* PROVIDED RECORDS *

****************

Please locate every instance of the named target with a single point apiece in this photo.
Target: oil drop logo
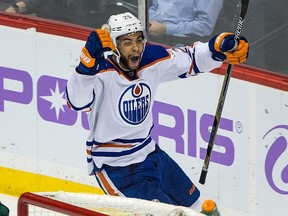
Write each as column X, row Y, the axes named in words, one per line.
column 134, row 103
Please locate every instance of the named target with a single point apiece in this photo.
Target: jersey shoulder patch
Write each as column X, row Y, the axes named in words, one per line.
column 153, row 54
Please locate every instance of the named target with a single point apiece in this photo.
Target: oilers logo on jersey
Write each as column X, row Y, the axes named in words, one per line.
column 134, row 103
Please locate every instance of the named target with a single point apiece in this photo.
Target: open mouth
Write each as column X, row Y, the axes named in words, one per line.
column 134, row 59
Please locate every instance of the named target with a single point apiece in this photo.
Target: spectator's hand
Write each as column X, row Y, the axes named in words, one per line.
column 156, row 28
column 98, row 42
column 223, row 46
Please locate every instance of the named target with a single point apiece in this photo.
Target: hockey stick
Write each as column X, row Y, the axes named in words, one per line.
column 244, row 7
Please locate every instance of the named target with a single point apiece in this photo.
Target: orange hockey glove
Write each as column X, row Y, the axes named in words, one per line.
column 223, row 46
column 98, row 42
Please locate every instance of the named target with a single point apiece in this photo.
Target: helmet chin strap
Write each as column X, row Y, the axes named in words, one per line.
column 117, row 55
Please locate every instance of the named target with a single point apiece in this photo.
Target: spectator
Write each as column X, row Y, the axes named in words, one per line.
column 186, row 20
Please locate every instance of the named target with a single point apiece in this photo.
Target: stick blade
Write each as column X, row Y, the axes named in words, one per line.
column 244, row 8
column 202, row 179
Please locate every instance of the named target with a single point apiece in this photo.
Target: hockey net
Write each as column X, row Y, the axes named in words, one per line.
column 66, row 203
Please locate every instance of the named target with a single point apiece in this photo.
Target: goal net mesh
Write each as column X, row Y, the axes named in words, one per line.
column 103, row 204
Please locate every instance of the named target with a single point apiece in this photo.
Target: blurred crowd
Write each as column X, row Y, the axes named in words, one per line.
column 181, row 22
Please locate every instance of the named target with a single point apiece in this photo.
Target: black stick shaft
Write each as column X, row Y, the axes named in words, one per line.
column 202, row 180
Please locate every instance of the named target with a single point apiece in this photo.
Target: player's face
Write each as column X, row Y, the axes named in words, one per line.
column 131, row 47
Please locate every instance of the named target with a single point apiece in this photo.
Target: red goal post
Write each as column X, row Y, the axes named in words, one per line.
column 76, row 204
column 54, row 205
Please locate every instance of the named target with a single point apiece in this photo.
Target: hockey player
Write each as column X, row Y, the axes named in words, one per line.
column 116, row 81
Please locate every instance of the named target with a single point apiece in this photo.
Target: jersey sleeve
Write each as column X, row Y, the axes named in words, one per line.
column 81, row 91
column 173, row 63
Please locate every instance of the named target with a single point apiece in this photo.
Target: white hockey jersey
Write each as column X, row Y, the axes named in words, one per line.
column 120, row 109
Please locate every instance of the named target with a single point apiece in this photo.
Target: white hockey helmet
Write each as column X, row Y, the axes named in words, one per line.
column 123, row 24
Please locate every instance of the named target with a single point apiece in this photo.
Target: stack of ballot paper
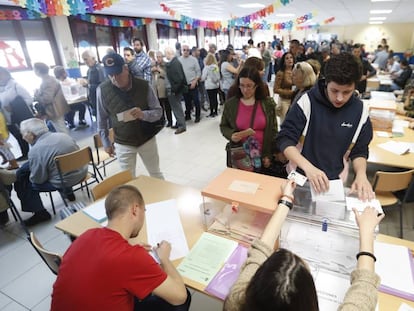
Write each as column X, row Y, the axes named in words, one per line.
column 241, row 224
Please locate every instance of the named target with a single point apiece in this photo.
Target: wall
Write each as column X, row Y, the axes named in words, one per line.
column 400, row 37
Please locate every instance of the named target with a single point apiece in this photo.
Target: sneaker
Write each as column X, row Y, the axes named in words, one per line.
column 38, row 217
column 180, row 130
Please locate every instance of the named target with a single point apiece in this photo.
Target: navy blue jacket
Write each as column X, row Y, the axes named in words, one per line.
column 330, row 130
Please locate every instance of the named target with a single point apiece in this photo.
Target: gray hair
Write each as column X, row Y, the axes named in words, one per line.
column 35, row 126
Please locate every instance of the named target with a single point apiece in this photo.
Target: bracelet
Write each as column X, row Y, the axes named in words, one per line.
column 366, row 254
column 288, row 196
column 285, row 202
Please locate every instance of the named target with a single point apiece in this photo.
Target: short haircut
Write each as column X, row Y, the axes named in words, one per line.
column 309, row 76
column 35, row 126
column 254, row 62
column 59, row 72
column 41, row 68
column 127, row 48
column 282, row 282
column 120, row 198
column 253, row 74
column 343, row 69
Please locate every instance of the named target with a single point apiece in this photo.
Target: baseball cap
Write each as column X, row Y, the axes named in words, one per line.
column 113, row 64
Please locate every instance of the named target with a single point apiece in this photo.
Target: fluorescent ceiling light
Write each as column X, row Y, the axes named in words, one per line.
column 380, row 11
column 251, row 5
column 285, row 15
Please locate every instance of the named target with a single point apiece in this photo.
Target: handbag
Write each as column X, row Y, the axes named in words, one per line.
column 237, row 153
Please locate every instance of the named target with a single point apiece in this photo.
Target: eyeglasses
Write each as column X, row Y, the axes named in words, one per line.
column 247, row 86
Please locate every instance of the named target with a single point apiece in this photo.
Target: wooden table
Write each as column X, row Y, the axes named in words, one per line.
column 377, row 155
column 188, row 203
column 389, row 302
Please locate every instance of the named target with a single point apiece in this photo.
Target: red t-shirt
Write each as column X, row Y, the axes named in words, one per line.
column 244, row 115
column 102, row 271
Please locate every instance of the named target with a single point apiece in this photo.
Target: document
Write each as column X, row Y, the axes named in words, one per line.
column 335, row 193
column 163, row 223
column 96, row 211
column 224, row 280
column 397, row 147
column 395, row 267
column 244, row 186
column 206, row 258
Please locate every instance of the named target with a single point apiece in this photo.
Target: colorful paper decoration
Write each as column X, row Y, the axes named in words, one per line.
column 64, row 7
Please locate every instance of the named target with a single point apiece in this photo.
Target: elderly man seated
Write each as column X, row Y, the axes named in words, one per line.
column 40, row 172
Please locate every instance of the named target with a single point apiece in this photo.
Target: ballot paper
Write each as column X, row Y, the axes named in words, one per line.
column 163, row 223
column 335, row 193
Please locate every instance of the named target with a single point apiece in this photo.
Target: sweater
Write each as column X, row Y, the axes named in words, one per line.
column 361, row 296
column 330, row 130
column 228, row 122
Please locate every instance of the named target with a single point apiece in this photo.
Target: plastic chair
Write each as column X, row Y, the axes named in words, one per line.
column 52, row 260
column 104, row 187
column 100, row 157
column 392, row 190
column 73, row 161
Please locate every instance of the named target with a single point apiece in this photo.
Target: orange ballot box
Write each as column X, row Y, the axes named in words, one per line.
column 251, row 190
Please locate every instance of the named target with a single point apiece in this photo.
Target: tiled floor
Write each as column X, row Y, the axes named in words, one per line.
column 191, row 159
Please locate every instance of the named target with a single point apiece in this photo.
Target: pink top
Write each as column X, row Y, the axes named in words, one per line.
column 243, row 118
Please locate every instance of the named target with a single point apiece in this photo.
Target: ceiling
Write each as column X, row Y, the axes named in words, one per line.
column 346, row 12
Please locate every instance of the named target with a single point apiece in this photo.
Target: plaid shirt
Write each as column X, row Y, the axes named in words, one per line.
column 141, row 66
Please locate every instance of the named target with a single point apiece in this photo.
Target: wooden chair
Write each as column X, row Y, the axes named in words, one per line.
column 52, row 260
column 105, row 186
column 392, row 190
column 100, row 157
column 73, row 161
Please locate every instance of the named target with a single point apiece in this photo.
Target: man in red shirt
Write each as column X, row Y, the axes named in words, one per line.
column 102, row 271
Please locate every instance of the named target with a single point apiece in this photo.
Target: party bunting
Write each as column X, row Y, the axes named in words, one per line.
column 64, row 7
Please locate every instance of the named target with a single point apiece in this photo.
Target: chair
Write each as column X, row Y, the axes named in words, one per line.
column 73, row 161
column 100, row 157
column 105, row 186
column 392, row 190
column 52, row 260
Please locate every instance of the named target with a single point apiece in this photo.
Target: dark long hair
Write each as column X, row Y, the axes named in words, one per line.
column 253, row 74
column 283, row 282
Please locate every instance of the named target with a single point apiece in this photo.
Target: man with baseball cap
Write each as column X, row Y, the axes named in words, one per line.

****************

Return the rows word for word, starting with their first line and going on through the line with "column 153, row 54", both ends included. Leave the pictures out of your answer.

Please locate every instance of the named target with a single point apiece in this photo.
Target: oil drop logo
Write each as column X, row Y, the axes named in words, one per line.
column 134, row 103
Please locate every instance of the named target with a single point apiece in this photo.
Target: jersey shoulder patch
Write each as column X, row Y, the axes named in words, one per line.
column 153, row 54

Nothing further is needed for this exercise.